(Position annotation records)
○ ○ ○ ○ ○
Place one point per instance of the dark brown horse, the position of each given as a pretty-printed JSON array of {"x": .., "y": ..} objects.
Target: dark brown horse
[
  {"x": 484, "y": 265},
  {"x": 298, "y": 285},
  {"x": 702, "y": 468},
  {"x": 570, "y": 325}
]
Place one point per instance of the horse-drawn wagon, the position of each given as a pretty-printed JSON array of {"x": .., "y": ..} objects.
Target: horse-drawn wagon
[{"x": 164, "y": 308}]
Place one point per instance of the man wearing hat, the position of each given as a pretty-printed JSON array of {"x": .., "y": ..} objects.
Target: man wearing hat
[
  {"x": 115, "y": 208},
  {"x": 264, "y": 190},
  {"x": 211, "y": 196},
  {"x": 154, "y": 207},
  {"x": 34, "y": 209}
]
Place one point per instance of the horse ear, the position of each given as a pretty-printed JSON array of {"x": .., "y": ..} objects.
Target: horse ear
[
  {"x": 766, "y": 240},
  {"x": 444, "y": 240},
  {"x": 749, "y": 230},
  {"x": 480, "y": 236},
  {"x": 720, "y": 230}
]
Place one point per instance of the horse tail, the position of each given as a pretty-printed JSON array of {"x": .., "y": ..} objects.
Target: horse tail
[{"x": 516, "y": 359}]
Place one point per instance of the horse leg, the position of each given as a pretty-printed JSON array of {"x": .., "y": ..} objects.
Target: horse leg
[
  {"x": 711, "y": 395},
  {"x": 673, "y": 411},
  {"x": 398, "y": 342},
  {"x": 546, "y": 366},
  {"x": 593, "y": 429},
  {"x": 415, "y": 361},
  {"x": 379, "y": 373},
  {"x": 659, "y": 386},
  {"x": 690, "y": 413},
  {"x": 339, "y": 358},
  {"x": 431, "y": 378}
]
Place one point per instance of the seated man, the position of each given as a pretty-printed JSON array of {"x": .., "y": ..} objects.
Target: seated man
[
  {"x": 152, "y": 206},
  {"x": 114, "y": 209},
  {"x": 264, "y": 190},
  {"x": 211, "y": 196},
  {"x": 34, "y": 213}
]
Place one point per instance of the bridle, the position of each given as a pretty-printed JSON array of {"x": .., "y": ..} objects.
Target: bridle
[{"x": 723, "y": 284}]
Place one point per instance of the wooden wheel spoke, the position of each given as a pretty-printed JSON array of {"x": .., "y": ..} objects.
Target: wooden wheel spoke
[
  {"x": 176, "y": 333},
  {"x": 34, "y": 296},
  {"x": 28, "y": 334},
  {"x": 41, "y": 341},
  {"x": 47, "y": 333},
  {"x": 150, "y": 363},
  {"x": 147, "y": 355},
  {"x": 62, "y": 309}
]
○ ○ ○ ○ ○
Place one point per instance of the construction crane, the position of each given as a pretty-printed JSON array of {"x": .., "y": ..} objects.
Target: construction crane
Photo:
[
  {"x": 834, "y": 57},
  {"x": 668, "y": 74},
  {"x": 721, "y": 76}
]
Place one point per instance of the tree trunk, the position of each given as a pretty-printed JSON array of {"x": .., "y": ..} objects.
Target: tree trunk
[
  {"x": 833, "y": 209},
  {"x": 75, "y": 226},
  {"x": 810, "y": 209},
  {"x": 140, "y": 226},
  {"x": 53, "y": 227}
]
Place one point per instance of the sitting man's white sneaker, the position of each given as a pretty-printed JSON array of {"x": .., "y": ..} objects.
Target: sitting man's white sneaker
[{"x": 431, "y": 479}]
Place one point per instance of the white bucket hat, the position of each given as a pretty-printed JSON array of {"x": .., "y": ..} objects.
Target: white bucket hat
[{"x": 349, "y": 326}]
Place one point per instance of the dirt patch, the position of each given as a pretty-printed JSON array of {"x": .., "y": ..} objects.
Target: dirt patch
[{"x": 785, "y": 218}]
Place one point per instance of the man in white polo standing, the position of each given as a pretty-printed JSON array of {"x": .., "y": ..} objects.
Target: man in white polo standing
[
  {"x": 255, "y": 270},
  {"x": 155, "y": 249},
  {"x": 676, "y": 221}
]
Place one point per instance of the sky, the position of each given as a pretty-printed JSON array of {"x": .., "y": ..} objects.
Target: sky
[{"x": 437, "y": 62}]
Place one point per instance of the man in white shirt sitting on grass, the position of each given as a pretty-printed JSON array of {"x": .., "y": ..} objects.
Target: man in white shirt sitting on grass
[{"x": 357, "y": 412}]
○ ○ ○ ○ ○
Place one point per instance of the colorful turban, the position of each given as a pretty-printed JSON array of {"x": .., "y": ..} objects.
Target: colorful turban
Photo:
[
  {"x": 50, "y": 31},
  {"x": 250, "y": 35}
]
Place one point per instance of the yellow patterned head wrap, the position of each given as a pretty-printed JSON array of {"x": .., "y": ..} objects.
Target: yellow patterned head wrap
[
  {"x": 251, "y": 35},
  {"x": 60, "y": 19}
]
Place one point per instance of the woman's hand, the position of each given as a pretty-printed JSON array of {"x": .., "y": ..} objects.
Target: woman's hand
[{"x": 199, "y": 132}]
○ ○ ○ ○ ○
** Given task **
Select every line in the material above that contains the string "sneaker", and copy each of those lines.

** Answer to the problem **
Place one point per instance of the sitting man's white sneaker, the position of each given as a pretty-printed JSON array of {"x": .., "y": ..} objects.
Target: sitting man's white sneaker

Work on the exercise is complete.